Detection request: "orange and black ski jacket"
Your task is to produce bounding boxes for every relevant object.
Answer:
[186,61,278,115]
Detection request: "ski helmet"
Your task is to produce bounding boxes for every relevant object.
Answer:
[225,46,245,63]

Short task: Repeat the entire listing above line for line, without changing a word.

Final result:
Detection request: "orange and black ski jacket"
Your task is to produce bounding boxes for every relevant object.
Answer:
[186,61,278,115]
Detection request: "ski helmet"
Your task is to produce bounding boxes for every relevant object.
Answer:
[225,46,245,63]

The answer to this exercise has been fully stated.